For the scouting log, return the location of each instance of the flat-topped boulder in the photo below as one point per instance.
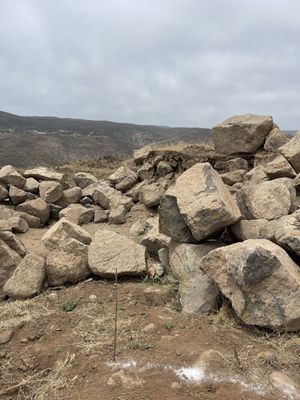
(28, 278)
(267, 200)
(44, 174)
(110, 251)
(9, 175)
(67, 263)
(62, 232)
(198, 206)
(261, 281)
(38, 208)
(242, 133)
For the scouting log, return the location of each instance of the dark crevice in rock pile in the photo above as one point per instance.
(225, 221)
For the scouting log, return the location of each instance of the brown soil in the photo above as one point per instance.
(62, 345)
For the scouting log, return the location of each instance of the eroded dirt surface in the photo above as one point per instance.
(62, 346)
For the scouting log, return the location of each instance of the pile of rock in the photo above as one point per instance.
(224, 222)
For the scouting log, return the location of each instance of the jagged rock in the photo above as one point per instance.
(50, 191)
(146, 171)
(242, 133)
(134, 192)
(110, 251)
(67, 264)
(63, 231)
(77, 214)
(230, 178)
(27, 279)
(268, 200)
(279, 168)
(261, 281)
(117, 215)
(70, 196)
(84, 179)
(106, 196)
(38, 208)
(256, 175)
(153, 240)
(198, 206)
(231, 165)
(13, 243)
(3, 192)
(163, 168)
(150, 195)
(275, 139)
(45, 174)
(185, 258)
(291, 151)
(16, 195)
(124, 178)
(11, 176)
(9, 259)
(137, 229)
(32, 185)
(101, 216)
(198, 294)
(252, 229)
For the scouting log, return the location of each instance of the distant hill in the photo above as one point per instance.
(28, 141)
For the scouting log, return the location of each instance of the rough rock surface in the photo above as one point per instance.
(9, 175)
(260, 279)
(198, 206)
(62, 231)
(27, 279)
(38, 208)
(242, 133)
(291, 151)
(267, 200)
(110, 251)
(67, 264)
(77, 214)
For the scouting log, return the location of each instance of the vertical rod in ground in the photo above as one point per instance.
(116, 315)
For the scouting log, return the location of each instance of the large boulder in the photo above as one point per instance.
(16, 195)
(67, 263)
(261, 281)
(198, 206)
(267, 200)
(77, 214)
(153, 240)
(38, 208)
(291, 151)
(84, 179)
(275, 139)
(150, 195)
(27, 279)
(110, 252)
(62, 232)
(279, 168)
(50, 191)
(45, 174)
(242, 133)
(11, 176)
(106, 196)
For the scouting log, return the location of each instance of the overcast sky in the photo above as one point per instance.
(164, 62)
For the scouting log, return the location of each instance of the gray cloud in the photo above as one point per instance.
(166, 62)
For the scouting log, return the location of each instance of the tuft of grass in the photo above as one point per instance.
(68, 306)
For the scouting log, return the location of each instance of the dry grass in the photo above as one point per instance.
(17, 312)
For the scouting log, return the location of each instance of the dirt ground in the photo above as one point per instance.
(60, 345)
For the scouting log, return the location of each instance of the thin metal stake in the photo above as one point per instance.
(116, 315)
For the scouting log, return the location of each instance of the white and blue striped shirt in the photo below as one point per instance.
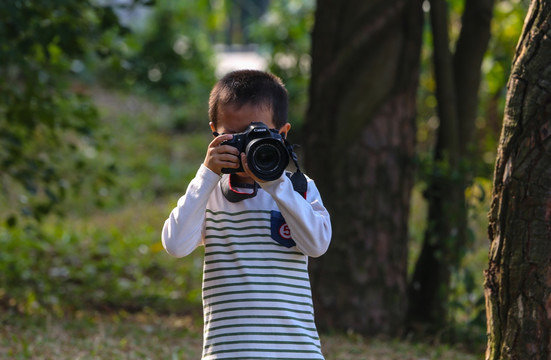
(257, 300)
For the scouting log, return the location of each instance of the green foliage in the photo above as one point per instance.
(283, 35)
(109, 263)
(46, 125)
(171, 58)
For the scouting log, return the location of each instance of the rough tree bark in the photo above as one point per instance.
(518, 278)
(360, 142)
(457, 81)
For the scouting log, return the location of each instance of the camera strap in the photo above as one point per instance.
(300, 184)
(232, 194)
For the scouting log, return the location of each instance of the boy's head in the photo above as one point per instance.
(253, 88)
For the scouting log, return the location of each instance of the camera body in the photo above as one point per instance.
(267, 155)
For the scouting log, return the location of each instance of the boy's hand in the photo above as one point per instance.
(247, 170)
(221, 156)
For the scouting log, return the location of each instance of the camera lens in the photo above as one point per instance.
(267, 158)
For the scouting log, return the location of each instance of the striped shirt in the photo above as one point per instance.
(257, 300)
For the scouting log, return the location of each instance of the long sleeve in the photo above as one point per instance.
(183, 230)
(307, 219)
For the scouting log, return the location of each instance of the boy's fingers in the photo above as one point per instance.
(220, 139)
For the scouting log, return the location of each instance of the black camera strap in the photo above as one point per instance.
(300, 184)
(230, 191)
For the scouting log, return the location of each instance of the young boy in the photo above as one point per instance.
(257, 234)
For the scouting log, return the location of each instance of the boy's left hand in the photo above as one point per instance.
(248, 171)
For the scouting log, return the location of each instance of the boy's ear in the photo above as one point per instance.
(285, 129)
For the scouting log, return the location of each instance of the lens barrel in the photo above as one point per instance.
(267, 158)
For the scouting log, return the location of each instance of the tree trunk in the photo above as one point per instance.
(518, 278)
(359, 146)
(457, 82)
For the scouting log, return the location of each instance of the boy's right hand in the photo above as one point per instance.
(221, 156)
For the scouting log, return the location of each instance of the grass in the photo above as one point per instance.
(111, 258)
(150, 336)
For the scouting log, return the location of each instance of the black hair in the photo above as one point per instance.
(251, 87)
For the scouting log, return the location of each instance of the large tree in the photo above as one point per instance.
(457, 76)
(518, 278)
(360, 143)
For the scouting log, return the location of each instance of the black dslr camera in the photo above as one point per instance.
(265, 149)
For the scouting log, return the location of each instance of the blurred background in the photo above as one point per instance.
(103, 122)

* * * * *

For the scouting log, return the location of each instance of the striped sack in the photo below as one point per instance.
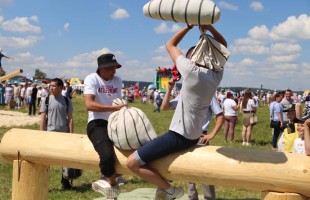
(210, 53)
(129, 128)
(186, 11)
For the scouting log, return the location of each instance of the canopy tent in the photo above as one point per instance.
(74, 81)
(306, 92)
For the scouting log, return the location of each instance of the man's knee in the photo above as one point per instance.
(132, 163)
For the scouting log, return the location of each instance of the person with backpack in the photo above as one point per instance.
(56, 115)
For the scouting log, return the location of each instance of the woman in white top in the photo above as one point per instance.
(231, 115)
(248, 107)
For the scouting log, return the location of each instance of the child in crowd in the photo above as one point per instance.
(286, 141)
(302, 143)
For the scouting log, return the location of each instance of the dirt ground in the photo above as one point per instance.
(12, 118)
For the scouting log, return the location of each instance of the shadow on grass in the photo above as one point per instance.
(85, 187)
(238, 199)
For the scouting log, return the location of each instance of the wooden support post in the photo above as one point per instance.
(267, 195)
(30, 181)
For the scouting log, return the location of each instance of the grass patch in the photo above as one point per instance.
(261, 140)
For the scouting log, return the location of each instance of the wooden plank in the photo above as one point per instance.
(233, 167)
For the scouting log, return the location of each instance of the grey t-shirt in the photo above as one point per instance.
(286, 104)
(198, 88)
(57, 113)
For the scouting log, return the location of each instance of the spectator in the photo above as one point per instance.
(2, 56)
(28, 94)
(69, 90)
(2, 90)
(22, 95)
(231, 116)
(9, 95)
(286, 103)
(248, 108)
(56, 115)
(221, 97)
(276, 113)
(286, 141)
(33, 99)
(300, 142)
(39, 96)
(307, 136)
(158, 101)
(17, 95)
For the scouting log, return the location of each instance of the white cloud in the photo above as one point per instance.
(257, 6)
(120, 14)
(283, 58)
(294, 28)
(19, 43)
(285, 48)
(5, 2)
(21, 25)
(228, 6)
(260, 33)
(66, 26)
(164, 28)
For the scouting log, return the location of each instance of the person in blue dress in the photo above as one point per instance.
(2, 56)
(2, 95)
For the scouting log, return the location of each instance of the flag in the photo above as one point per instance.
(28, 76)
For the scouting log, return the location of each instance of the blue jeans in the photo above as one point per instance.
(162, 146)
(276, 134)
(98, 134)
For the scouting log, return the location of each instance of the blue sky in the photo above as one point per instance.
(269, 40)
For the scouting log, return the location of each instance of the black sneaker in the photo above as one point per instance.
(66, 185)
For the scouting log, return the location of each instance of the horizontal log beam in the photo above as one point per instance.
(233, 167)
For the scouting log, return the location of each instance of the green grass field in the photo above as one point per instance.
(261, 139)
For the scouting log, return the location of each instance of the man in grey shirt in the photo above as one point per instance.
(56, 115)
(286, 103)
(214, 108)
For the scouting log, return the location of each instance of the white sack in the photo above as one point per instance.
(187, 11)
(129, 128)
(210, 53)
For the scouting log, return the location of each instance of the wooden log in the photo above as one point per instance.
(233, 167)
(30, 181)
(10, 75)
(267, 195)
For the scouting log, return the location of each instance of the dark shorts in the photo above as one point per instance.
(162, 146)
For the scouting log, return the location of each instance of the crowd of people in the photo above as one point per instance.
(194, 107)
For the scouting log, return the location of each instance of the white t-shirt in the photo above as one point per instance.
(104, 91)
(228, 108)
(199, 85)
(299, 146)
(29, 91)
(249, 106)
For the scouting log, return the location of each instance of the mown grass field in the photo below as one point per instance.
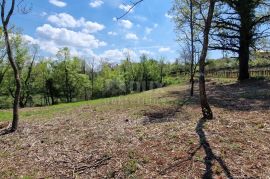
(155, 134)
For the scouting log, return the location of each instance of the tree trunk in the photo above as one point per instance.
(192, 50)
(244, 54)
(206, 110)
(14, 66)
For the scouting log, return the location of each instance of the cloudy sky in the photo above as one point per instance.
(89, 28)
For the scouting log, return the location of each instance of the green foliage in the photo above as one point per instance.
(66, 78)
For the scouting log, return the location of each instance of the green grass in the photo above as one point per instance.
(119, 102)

* * * * *

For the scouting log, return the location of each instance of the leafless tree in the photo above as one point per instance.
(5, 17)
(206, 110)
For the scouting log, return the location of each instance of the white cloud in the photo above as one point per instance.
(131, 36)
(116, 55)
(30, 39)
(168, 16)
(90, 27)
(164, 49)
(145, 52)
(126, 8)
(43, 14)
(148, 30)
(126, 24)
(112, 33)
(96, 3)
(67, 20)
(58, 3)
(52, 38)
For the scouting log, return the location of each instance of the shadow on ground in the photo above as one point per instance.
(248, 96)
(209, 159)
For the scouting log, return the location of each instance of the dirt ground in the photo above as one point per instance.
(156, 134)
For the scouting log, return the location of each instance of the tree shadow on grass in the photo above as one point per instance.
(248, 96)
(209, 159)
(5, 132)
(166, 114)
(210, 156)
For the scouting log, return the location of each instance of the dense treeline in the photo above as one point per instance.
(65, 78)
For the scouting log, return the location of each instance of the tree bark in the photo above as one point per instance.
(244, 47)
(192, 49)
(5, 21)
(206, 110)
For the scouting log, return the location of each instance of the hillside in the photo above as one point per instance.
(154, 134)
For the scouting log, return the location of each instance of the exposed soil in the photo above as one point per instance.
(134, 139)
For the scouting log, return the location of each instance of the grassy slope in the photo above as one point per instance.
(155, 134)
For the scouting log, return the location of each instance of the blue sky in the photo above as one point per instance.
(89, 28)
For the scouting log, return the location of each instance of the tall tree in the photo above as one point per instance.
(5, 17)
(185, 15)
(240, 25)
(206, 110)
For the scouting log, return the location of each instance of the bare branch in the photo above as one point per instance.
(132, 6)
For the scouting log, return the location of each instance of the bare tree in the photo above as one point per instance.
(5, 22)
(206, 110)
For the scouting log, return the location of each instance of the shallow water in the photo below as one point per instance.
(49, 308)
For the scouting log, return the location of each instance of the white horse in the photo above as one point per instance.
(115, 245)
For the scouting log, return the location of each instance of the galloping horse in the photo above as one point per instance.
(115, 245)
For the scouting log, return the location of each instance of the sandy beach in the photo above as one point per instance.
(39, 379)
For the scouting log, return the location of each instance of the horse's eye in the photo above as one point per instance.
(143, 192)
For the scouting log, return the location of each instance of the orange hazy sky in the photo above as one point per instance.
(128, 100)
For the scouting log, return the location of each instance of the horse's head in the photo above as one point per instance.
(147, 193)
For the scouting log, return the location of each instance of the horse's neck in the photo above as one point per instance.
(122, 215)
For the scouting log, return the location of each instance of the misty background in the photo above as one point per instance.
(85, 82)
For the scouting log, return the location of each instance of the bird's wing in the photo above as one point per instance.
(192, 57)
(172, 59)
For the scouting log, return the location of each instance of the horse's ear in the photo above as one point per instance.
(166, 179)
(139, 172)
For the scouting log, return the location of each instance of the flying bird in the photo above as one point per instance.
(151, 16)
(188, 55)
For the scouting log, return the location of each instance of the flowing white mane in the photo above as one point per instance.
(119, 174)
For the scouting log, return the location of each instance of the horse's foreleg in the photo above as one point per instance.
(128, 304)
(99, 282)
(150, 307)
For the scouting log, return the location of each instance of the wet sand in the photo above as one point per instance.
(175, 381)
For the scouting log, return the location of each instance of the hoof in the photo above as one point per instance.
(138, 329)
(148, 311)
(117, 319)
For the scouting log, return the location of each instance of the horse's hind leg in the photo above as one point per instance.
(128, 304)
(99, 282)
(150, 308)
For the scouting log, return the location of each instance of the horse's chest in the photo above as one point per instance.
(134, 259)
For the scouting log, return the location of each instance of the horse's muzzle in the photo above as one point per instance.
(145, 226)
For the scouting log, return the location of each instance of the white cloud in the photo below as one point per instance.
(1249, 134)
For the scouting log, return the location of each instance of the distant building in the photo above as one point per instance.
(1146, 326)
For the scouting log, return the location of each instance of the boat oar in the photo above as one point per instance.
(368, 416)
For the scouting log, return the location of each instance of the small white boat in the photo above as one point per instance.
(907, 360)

* * * * *

■ **What is expected**:
Locate every line of the data above that contains the string "grey", and copy each such line. Matching is case-sensitive.

■ **Exercise output**:
For the scouting log, return the location of each instance of the grey t-shirt in the photo above as one point per instance.
For the scouting log, return the location of each instance of the man in grey shirt in the photo above as one point per instance.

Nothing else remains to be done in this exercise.